Segment Start: Input data
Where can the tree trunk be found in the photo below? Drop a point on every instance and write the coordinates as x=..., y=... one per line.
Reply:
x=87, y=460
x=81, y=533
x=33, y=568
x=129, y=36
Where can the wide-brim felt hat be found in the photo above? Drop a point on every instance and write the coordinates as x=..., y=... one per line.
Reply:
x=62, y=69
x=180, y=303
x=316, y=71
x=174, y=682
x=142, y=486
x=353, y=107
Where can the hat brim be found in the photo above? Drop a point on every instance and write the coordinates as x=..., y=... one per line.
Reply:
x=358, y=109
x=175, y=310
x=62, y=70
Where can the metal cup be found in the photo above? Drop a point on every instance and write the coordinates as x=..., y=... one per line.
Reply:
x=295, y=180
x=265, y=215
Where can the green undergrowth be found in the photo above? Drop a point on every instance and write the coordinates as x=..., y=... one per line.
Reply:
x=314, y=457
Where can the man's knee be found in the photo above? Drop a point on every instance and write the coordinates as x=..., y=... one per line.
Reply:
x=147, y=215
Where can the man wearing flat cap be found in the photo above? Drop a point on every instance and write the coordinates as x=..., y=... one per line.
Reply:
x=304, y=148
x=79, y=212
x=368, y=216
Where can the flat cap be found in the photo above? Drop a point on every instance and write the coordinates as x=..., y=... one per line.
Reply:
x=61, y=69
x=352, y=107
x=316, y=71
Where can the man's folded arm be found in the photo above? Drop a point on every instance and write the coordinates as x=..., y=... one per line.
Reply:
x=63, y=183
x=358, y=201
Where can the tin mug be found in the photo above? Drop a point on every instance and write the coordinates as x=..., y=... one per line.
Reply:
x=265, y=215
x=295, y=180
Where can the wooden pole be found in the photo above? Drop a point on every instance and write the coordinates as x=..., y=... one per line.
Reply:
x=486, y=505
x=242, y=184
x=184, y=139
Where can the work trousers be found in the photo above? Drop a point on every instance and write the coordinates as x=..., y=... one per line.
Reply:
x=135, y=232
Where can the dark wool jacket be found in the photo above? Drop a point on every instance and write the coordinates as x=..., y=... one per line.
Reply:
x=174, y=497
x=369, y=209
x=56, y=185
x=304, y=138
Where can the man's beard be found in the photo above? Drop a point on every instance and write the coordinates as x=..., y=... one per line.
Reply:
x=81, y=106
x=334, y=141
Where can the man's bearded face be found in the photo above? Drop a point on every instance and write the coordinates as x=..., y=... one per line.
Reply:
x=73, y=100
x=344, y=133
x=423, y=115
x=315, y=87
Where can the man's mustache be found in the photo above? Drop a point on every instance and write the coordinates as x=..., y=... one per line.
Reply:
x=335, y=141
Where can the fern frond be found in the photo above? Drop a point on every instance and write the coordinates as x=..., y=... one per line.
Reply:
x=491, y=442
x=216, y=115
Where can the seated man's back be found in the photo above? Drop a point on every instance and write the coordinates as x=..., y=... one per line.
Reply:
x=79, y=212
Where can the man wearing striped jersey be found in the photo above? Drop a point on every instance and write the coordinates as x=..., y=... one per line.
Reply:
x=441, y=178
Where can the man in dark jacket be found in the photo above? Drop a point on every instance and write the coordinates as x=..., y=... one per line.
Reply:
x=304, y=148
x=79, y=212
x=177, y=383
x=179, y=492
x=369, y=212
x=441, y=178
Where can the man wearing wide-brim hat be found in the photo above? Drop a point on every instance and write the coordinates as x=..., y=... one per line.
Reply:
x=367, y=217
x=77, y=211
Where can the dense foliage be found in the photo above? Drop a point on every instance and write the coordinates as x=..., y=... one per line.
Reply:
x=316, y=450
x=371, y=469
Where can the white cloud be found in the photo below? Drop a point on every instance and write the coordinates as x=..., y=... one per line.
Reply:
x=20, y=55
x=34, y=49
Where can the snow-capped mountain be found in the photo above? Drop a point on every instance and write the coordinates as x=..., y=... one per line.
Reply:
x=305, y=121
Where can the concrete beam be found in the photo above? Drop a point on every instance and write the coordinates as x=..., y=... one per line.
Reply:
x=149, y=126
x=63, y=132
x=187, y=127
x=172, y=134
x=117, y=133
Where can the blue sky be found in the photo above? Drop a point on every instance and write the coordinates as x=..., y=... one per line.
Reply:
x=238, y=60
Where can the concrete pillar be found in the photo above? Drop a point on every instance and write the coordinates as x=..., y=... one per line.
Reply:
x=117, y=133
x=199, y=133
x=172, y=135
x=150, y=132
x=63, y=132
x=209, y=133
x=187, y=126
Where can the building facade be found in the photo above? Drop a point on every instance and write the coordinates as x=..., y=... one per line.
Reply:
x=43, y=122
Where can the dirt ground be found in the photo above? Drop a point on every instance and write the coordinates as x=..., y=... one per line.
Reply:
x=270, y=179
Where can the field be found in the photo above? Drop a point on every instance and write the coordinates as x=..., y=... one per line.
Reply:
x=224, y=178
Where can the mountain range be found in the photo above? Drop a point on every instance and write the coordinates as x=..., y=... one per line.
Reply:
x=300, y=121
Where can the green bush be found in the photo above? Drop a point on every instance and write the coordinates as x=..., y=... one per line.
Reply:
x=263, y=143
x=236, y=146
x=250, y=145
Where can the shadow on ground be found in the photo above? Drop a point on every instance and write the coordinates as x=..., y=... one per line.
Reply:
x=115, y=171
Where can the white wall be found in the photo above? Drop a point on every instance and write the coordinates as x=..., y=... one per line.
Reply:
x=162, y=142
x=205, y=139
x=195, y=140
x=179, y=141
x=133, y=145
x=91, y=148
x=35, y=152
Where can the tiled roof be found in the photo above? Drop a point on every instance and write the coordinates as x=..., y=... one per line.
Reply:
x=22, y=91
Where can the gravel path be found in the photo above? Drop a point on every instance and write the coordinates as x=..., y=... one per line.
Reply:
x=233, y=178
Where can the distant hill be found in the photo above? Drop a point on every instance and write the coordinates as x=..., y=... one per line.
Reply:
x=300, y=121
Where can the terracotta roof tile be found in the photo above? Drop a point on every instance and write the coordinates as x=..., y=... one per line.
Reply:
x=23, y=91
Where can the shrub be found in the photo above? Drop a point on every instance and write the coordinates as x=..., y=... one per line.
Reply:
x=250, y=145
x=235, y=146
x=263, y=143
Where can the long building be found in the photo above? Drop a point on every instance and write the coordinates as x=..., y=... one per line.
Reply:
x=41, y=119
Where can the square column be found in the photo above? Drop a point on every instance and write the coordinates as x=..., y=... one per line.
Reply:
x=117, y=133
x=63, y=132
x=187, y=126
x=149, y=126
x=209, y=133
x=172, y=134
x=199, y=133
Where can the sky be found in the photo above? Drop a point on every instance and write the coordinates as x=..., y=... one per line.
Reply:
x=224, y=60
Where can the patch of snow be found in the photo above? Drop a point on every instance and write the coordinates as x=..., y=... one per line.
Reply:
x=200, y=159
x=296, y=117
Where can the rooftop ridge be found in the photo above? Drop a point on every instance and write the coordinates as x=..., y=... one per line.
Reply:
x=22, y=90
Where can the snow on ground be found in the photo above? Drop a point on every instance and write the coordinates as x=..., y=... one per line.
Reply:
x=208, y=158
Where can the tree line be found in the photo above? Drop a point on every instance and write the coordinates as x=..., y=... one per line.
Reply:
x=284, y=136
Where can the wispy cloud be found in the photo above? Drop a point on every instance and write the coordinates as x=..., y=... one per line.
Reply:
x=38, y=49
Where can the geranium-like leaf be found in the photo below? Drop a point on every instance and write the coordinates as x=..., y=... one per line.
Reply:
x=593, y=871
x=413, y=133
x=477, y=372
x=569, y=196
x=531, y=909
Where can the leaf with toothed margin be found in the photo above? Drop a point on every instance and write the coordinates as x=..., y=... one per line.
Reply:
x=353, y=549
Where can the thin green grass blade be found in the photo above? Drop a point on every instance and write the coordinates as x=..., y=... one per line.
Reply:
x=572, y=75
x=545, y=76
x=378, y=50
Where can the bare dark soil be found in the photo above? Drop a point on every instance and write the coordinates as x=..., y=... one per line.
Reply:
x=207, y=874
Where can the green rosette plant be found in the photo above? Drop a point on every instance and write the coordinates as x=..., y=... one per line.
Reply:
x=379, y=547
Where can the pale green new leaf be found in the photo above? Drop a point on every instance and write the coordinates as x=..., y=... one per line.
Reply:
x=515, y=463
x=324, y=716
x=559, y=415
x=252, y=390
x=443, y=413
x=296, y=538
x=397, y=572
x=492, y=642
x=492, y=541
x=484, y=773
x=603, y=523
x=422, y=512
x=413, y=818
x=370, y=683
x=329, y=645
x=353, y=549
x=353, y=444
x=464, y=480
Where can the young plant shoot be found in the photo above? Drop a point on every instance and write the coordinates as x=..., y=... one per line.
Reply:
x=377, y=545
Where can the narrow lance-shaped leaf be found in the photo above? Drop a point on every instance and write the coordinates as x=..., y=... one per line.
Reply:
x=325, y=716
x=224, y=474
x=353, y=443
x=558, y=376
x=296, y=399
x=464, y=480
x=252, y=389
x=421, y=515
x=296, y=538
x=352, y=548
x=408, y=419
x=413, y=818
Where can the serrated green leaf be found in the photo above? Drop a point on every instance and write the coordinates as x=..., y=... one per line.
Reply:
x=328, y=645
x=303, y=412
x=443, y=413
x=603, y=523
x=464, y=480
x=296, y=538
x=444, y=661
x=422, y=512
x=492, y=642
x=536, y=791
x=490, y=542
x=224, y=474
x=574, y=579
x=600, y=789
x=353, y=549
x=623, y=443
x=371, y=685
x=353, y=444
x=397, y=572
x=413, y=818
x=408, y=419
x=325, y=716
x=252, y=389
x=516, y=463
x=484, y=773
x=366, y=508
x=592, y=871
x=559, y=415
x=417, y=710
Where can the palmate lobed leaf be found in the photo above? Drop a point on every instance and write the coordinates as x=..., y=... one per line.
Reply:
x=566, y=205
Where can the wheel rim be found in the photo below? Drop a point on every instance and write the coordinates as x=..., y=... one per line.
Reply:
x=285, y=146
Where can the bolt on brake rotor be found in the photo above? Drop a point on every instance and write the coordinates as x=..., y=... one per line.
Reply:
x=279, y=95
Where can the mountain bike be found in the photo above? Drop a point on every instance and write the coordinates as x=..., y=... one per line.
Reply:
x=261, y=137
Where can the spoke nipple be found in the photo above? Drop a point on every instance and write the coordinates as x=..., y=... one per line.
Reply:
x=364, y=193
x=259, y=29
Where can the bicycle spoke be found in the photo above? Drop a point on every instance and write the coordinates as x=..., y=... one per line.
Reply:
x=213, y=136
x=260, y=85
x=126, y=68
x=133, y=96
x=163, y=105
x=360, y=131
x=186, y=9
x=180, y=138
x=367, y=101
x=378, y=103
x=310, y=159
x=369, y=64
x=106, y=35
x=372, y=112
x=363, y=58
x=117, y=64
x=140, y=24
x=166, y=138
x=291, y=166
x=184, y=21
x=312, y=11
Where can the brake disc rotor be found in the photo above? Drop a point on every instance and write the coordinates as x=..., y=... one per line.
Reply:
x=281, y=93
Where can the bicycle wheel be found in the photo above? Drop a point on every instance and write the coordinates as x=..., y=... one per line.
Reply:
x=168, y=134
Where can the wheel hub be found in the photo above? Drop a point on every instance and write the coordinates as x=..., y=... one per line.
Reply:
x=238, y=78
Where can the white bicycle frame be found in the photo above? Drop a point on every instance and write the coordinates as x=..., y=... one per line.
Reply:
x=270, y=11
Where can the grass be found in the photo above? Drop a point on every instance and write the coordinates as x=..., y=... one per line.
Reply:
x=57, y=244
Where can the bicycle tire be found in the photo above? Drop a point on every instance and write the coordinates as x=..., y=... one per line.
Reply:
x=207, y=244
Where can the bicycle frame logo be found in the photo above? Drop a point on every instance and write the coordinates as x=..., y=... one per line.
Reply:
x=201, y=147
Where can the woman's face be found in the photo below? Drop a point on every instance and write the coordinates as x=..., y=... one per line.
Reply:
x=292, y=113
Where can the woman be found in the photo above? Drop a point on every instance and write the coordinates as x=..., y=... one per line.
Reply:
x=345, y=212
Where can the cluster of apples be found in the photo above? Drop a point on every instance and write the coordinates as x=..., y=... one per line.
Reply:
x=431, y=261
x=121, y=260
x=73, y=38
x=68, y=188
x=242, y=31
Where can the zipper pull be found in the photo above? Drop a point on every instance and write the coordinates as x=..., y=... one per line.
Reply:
Segment End: Input data
__Assignment__
Search the entries for the string "tree" and return each line where it turns up.

__Response for this exercise__
Where can the tree trunk be found in the photo below? Drop a point on every instance and write the coordinates as x=..., y=... one per line.
Where can the tree line be found in the photo above? Drop a point on every instance and write the coordinates as x=..., y=... one per line.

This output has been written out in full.